_Excerto do documento_
<<<<
Não, acho que não. Quando temos um primeiro-ministro que achou por bem manter uma atividade privada… Uma das coisas mais importantes neste braço da corrupção é a existência de mecanismos que evitem a probabilidade de a pessoa se encontrar numa situação de conflito de interesses. Parece-me não só que isso não aconteceu neste caso como também que o próprio eleitorado não o penalizou o suficiente. Quando se diz que Portugal é um país corrupto, não é só no índice da perceção. É também neste tipo de regras, que, apesar das recomendações internacionais, não são implementadas.
Turismo, pilar (arriscado) do crescimento
O crescimento da economia nacional é consistente e estrutural ou resulta de uma conjuntura favorável, nomeadamente, do turismo?
Quando olhamos para a composição das exportações, verificamos que os setores com maior intensidade tecnológica têm tido taxas de crescimento “simpáticas”. E, quando observamos o aumento do salário médio real, isso não pode dever-se apenas ao turismo, porque uma das características deste é gerar trabalho de baixos salários. Mas é verdade que grande parte do dinamismo da economia portuguesa, até na fase pós-recuperação das dívidas soberanas, está muito relacionada com o peso do turismo. É uma entrada de divisas, equilibra as nossas relações com o exterior, gera atividade económica e dinamiza muito os serviços de proximidade. Contudo, é um setor em que há uma prevalência de pessoas com o salário mínimo superior à nacional. E tem alguma sazonalidade, embora isso possa ser mitigado com boas políticas públicas. Dito isto, o turismo não pode ser o principal motor da nossa economia, até porque é muito arriscado. Durante a pandemia, tivemos uma das maiores contrações do PIB da zona euro, precisamente devido ao peso do turismo. Os setores económicos que exportam serviços, como o turismo, necessitam que as pessoas se desloquem. A resposta pode ser muito drástica em situações como a pandemia, o risco climático ou riscos geopolíticos. É bom diversificarmos, mas não me parece razoável admitir que o turismo não vai continuar a desempenhar um papel preponderante na nossa economia.
>>>>
Reproduza do excerto do documento o trecho a começar em "Não, acho que" e a terminar em "nomeadamente, do turismo?".

_Dados do exercício_
<<<<
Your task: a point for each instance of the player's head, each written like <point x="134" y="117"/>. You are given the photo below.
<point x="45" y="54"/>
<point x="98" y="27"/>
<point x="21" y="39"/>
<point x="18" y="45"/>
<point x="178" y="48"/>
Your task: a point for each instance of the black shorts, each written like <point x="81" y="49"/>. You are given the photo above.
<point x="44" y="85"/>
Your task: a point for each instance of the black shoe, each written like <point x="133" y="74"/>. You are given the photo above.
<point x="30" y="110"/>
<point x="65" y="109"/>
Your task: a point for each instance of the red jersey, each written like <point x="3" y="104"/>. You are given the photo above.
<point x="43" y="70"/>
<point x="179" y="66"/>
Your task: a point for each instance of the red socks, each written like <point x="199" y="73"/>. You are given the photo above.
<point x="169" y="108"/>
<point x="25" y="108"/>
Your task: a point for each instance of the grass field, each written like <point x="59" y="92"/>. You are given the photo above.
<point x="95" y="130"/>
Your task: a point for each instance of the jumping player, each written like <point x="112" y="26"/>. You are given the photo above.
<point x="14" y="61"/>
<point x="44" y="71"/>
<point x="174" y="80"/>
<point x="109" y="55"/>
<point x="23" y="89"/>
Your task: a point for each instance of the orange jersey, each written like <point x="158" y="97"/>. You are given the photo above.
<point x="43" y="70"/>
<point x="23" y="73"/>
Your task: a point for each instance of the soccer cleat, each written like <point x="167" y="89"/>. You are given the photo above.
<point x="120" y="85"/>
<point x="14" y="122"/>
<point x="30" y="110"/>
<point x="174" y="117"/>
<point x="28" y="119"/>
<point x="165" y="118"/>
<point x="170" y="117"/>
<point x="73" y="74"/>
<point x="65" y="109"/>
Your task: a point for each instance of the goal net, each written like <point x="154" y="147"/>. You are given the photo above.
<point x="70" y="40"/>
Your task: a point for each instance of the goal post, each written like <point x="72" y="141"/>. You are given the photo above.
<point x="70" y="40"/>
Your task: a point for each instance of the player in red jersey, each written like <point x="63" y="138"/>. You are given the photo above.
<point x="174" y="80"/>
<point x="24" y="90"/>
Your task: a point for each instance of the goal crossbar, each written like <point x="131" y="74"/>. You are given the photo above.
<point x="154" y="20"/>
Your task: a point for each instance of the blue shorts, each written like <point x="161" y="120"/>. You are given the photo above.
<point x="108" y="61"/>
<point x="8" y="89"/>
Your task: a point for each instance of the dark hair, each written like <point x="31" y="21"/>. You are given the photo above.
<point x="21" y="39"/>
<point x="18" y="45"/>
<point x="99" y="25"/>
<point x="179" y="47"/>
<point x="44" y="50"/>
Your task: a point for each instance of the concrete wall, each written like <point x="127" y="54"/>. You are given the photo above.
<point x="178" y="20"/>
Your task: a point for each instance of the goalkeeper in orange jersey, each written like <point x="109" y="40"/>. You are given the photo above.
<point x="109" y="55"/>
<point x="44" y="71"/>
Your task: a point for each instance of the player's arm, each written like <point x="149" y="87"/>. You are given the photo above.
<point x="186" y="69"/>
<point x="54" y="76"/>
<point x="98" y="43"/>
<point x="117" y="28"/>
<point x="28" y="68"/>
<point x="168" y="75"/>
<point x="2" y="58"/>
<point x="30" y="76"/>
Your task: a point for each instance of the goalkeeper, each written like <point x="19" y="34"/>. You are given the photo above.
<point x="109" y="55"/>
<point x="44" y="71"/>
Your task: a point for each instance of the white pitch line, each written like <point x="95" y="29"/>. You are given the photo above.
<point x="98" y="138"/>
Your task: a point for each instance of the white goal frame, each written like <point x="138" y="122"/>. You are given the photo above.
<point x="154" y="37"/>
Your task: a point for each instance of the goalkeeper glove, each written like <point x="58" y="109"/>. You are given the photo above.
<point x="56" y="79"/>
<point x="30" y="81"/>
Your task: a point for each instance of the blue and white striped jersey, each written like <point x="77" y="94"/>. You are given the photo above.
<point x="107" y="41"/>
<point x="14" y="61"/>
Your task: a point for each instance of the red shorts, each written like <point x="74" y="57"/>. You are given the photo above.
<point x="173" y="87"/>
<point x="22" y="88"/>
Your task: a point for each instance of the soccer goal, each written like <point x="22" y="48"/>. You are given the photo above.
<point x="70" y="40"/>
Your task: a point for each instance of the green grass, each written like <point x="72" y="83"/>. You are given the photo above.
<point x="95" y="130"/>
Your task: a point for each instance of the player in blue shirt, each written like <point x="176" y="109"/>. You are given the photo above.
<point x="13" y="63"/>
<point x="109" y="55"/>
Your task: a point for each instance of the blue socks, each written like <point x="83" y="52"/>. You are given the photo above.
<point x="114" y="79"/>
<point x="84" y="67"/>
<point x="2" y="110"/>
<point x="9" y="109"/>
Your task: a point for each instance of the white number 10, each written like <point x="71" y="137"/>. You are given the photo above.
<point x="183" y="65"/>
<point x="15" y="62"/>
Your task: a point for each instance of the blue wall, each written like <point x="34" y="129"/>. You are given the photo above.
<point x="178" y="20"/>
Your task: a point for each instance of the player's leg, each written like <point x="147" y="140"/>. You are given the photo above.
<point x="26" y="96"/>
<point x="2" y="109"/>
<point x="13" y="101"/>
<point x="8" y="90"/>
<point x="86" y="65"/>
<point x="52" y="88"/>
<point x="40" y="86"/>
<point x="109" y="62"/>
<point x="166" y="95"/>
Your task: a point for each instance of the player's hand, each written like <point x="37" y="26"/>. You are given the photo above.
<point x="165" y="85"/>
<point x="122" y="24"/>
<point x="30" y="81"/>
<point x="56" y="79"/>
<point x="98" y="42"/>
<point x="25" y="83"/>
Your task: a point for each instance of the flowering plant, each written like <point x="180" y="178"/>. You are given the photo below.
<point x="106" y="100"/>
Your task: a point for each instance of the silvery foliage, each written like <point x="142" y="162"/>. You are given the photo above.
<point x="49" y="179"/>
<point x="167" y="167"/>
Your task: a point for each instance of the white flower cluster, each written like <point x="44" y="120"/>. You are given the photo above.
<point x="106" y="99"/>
>>>>
_Exercício resolvido_
Não, acho que não. Quando temos um primeiro-ministro que achou por bem manter uma atividade privada… Uma das coisas mais importantes neste braço da corrupção é a existência de mecanismos que evitem a probabilidade de a pessoa se encontrar numa situação de conflito de interesses. Parece-me não só que isso não aconteceu neste caso como também que o próprio eleitorado não o penalizou o suficiente. Quando se diz que Portugal é um país corrupto, não é só no índice da perceção. É também neste tipo de regras, que, apesar das recomendações internacionais, não são implementadas.
Turismo, pilar (arriscado) do crescimento
O crescimento da economia nacional é consistente e estrutural ou resulta de uma conjuntura favorável, nomeadamente, do turismo?